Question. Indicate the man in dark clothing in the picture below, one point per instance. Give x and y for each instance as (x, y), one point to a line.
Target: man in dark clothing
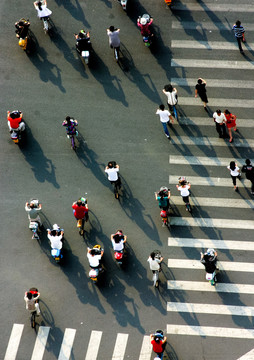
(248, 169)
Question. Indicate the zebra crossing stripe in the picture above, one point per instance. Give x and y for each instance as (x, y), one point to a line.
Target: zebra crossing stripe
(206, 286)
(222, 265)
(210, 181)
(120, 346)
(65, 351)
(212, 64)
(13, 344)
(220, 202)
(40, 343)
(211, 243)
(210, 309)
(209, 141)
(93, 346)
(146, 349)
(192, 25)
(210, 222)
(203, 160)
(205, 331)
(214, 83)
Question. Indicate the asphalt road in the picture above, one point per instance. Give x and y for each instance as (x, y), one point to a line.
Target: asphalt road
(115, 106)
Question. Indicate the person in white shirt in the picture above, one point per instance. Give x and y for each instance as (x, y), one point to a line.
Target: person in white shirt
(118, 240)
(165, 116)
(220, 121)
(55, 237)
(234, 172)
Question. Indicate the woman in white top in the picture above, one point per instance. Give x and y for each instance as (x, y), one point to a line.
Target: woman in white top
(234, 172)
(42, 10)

==

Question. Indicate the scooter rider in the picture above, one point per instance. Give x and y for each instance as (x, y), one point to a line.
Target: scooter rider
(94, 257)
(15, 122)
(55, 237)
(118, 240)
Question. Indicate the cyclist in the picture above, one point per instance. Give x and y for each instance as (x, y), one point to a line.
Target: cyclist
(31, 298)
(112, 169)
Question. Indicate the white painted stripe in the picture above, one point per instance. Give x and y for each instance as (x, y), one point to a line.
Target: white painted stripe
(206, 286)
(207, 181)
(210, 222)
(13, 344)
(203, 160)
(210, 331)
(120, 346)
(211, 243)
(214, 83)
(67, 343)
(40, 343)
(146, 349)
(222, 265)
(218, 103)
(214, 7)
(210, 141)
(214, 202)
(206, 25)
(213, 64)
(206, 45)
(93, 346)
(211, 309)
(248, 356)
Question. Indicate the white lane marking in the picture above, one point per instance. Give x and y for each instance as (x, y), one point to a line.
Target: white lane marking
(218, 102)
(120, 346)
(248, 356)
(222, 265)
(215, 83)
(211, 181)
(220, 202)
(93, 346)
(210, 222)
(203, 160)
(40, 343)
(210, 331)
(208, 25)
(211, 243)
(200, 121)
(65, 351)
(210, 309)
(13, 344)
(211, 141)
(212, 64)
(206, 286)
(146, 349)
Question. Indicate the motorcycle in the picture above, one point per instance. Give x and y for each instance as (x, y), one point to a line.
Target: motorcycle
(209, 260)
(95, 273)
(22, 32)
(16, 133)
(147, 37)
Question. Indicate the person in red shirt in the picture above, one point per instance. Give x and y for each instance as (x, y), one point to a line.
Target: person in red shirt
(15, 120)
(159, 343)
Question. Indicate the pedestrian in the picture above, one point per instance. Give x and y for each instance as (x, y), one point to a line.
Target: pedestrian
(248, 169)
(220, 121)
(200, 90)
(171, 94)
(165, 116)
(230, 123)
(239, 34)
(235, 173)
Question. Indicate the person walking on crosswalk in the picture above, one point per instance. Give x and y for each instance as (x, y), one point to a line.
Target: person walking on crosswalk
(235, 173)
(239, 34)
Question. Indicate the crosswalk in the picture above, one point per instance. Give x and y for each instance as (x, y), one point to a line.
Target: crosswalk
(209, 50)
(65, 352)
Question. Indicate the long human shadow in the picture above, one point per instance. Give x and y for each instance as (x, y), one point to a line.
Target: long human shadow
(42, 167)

...

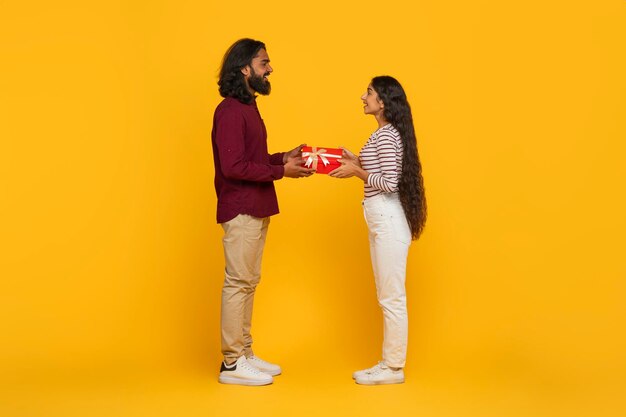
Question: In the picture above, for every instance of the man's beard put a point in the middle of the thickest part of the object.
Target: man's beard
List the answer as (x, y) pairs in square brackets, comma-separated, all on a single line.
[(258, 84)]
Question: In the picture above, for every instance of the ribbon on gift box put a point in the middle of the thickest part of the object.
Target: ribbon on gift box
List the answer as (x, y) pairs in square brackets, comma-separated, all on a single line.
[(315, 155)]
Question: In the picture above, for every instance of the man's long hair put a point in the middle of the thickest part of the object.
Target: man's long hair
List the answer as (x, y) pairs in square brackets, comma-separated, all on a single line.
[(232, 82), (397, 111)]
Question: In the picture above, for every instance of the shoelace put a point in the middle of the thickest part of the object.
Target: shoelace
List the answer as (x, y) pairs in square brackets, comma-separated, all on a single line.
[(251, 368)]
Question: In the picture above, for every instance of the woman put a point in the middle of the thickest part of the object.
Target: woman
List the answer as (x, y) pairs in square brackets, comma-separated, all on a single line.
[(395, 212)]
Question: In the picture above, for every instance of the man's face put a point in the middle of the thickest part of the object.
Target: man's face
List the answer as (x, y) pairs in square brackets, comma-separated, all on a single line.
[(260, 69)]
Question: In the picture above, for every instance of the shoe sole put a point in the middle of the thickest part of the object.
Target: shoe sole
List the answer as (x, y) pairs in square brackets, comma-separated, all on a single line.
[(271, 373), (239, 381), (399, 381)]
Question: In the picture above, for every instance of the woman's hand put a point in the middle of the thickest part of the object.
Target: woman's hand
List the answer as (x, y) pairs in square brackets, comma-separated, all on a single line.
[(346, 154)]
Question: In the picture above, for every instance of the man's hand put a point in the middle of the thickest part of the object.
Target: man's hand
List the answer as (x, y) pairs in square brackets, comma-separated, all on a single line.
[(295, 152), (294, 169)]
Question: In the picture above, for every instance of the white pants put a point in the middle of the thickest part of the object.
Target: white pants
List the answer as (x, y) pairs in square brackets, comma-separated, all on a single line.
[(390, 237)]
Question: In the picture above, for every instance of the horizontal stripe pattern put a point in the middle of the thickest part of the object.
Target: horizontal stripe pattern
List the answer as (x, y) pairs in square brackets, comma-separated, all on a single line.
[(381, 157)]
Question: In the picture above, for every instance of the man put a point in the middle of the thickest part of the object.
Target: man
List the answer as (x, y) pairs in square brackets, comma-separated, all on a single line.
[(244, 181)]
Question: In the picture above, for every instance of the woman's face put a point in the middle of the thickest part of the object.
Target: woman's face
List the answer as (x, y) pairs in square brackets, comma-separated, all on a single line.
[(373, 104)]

> _EXERCISE OBJECTIVE_: Reproduce the material word for word. Begin at the line that contains "the man put" and stop after the line that contains "[(244, 181)]".

> _THE RESULT_:
Question: In the picture above, for every instance of the man put a point in the middle of the thickest part of the object.
Target: man
List the answer as (x, y) pairs in square brackets, comma-separated, all on a single line.
[(244, 181)]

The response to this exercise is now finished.